**What is needed:** Find the line that contains "Keypoint placement: for each instance of the sandy". Then set down that line and all the lines after it, to the end of the records, exactly and with nothing added.
── Given data ──
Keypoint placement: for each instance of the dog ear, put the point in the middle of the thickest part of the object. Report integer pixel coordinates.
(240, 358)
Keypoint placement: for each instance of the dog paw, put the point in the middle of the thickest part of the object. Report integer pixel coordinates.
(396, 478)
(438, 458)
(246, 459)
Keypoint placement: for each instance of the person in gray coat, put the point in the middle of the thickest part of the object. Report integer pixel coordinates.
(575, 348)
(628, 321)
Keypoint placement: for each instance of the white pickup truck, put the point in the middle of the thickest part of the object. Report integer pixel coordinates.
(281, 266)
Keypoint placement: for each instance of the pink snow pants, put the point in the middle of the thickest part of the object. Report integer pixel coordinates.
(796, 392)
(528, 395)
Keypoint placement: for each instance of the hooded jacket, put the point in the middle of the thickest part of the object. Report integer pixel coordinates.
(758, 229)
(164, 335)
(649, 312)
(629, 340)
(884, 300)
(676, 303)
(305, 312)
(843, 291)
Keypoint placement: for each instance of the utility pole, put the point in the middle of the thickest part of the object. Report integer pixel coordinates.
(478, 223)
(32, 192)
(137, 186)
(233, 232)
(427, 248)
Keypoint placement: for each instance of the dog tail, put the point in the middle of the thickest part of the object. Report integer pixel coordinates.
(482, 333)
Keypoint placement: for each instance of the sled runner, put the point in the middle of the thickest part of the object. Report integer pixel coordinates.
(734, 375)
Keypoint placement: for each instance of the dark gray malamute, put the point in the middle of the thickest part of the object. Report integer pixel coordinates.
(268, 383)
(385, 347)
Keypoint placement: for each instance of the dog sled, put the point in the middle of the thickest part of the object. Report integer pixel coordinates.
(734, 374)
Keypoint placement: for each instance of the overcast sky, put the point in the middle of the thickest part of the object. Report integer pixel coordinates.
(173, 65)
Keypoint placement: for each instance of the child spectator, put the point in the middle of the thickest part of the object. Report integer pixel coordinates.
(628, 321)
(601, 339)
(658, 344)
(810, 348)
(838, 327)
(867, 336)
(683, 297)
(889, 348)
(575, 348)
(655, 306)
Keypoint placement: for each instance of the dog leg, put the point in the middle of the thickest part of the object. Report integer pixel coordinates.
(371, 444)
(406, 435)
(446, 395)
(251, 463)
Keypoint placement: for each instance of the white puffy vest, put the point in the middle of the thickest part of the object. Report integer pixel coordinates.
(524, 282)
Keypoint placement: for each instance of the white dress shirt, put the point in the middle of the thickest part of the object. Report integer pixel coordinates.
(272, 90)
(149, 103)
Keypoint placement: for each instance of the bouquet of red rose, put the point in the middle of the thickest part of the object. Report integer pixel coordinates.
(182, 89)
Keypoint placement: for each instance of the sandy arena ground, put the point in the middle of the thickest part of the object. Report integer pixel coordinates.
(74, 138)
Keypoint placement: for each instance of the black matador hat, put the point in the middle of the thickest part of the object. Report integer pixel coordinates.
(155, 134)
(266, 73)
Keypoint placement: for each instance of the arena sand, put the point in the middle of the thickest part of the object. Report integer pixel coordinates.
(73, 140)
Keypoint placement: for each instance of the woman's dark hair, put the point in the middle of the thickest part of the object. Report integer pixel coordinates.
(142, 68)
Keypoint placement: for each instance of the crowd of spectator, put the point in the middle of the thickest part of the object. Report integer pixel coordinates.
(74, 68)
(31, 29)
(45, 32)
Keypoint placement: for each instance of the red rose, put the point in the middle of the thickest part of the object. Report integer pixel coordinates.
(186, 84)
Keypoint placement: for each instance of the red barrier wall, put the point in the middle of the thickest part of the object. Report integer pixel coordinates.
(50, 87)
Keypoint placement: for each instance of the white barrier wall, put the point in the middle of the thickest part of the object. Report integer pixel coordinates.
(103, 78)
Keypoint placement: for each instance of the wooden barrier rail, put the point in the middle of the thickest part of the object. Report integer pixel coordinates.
───
**Exercise answer:**
Keypoint placement: for each instance of the sandy arena ground, put the point in the middle of the thickest part of the object. Report integer pixel coordinates.
(74, 138)
Keypoint placement: for each instance of the black matador hat, put the point in the middle of the thickest part of the object. Report integer pixel coordinates.
(155, 134)
(266, 73)
Keypoint placement: for each instance of the arena sand, put the point in the middle of the thickest part of the object. Report integer pixel coordinates.
(73, 140)
Keypoint placement: for each instance of the woman's dark hair, put the point in the middle of the thickest part of the object. Report integer pixel coordinates.
(142, 68)
Keypoint placement: for each instance of the crowd of spectator, put the point in the middle of the thickest part of the object. Report integer pixel coordinates.
(74, 68)
(31, 29)
(45, 32)
Keypoint placement: for each instance of the red rose, put the point in the middle of the thickest part of the object. Report integer pixel coordinates.
(186, 84)
Keypoint placement: for each instance of the red barrier wall, put the point in the middle of the thickest part of the object. Report integer pixel coordinates.
(50, 87)
Keypoint placement: for each instance of the white barrier wall, put the point in the middle of the thickest part of the object. Report integer pixel coordinates.
(103, 78)
Keypoint placement: for each instance of the wooden barrier rail, put the point in the middle of the thickest part of the object. Report integer pixel coordinates.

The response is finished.